**Document text:**
■ ■ ■ ■

Share your dilemmas and get honest opinions from other Mumsnetters.

To have a rule not to lend money?

134 replies

Autumnbum · 16/10/2024 18:05

Long story short, I’m due to come into a lot of money I plan on paying off my mortgage but still should leave a considerable sum. I no longer work (early 40s) and this money is to last me the rest of my life. I won’t get a good pension because I only worked part time.
My best friends know about the fight we have been through and I haven’t disclosed the actual amount I will receive.
One of my friends is going through a nasty divorce, has stated that money is tight and she needs a new bathroom and kitchen, but then she’s dropped little comments here and there about how I could lend her money so she can sort her house out, this has all been said in jest and she hasn’t out right said can you lend me £££.
I have always believed that when you lend money it comes between you and ruins friendships, but then would she resent me for not even considering it? How do I say no without her resenting me?

■ ■ ■ ■

Could you print the forum post about lending money to a friend in full, word for word?

**Dataset entries:**
■ ■ ■ ■

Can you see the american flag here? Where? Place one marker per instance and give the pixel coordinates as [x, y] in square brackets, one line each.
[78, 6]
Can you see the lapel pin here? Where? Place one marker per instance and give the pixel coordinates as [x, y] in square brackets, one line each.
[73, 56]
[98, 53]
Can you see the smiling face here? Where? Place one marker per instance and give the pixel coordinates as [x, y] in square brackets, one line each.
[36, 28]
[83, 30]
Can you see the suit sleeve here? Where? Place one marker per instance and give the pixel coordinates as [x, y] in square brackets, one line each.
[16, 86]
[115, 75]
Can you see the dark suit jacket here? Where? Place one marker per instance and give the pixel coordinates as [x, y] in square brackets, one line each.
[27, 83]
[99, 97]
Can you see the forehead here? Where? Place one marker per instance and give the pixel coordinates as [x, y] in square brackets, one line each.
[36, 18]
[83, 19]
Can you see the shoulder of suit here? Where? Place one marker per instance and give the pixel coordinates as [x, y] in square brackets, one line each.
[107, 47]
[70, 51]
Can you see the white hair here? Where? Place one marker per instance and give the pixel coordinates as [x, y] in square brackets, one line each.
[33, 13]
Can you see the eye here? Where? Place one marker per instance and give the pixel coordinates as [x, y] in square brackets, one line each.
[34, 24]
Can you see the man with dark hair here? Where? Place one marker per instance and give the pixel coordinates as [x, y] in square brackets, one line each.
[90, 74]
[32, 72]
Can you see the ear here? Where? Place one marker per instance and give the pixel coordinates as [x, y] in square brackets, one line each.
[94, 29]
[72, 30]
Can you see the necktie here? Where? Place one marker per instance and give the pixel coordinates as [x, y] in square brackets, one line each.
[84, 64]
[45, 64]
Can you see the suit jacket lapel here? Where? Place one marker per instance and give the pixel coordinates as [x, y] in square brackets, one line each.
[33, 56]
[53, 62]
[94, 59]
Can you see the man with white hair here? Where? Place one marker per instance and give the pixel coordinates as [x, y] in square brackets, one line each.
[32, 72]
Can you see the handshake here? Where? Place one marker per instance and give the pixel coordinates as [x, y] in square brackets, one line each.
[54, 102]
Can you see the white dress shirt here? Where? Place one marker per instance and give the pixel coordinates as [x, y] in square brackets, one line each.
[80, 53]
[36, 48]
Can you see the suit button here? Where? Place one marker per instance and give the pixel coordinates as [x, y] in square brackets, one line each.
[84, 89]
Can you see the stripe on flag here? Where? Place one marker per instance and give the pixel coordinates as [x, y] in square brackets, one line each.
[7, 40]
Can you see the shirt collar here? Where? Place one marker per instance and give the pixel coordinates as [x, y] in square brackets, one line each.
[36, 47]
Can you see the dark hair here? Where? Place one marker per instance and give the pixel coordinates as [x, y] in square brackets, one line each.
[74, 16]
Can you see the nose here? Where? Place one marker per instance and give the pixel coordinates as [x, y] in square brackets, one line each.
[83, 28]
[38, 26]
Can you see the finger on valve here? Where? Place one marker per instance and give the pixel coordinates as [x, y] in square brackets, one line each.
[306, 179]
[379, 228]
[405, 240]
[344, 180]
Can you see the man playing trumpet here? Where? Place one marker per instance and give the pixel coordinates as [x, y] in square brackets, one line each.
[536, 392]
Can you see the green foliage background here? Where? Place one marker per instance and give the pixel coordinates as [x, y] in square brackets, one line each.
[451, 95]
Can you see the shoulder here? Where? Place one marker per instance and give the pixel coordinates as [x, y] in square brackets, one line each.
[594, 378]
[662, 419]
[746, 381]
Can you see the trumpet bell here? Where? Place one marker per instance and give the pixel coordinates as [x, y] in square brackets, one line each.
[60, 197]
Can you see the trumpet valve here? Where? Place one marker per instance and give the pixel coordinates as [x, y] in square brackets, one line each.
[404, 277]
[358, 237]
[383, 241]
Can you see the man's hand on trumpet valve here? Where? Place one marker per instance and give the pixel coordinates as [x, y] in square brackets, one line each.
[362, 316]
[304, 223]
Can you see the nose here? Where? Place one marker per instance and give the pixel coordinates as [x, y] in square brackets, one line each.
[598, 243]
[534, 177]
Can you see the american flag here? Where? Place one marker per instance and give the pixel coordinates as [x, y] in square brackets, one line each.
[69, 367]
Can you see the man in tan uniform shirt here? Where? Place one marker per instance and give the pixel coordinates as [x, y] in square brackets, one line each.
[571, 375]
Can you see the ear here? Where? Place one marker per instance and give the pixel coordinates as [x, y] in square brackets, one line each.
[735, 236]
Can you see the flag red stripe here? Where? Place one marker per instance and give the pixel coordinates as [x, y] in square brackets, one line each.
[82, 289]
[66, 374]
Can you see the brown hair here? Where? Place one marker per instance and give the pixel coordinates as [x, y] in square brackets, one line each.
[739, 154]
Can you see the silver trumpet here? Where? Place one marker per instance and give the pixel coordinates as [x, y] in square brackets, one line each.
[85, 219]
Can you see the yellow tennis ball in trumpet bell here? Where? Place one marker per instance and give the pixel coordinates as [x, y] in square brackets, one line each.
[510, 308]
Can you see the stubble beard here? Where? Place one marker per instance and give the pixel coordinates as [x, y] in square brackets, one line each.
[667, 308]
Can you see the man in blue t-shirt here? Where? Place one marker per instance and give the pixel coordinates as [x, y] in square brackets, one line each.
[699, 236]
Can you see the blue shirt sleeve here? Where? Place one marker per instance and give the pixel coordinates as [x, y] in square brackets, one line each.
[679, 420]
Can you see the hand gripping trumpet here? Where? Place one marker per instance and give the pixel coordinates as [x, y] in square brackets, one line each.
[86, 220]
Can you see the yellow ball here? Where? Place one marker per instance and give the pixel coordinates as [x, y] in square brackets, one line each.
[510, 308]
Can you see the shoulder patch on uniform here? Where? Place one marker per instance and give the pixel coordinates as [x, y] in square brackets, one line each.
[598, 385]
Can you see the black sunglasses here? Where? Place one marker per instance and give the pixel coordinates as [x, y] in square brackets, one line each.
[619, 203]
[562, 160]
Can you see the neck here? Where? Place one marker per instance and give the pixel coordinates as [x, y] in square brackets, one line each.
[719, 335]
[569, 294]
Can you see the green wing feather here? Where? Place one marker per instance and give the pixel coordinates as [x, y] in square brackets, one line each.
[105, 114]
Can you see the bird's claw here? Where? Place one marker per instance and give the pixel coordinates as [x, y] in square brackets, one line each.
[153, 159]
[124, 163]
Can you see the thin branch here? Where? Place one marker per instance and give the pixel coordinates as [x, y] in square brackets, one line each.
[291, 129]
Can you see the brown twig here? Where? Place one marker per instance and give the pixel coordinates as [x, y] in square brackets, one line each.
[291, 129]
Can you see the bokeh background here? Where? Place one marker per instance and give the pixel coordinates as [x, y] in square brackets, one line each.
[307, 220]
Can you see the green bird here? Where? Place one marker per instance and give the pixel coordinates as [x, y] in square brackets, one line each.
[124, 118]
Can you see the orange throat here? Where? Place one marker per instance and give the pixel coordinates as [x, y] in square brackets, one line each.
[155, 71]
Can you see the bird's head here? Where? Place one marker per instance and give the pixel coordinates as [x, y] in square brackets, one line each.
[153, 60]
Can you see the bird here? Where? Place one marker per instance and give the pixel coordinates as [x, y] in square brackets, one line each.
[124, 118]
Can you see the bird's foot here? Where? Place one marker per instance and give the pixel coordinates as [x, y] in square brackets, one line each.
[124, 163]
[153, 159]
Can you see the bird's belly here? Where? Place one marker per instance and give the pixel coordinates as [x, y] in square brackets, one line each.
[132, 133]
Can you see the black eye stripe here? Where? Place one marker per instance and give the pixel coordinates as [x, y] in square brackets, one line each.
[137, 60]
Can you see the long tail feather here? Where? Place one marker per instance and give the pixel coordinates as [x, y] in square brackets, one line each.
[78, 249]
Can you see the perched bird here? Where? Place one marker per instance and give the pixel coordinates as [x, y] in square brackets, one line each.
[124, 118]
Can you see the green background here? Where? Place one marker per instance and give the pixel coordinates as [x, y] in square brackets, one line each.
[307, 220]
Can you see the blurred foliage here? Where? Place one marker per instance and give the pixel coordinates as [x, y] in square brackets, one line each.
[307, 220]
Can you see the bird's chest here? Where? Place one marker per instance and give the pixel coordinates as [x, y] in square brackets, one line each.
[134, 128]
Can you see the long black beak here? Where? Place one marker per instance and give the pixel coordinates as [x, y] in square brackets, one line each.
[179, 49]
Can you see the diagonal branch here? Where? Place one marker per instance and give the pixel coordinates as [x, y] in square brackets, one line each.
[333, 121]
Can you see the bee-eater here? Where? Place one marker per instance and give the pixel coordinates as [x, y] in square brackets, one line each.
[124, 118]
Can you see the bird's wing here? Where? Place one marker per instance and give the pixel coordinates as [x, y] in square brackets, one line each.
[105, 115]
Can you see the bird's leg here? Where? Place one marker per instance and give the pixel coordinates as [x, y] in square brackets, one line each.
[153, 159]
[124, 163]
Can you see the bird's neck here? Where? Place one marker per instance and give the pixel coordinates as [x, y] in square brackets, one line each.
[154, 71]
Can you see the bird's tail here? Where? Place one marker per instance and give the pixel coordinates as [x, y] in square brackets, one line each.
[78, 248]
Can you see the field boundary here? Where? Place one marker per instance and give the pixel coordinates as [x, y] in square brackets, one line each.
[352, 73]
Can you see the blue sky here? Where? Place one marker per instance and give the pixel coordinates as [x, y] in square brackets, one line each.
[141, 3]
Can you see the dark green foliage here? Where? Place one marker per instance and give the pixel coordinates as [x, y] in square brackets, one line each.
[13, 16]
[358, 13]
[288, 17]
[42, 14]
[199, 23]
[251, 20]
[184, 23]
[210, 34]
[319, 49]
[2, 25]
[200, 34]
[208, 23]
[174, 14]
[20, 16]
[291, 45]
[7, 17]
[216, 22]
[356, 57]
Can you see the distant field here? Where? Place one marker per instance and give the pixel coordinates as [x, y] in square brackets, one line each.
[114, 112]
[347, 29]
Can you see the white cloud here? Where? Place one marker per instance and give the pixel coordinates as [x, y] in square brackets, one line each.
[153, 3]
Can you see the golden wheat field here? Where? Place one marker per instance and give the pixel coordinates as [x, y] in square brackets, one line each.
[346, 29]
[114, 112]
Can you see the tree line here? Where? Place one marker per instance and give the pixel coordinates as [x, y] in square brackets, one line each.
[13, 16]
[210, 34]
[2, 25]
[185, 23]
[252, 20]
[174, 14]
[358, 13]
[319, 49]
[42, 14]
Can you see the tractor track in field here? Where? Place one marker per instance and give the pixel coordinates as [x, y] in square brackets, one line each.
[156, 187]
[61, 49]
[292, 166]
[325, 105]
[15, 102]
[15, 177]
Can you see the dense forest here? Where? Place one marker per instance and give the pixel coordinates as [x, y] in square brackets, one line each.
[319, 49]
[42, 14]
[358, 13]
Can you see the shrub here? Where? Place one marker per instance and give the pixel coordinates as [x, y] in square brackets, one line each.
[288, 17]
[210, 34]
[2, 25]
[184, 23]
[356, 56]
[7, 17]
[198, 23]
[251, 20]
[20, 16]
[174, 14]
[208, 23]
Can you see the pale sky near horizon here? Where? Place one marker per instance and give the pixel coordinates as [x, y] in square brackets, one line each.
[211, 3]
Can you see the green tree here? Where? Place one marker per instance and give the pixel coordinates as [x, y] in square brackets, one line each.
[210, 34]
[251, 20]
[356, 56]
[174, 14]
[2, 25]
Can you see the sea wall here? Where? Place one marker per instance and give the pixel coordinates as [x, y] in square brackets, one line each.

■ ■ ■ ■

**The completed task:**
Share your dilemmas and get honest opinions from other Mumsnetters.

To have a rule not to lend money?

134 replies

Autumnbum · 16/10/2024 18:05

Long story short, I’m due to come into a lot of money I plan on paying off my mortgage but still should leave a considerable sum. I no longer work (early 40s) and this money is to last me the rest of my life. I won’t get a good pension because I only worked part time.
My best friends know about the fight we have been through and I haven’t disclosed the actual amount I will receive.
One of my friends is going through a nasty divorce, has stated that money is tight and she needs a new bathroom and kitchen, but then she’s dropped little comments here and there about how I could lend her money so she can sort her house out, this has all been said in jest and she hasn’t out right said can you lend me £££.
I have always believed that when you lend money it comes between you and ruins friendships, but then would she resent me for not even considering it? How do I say no without her resenting me?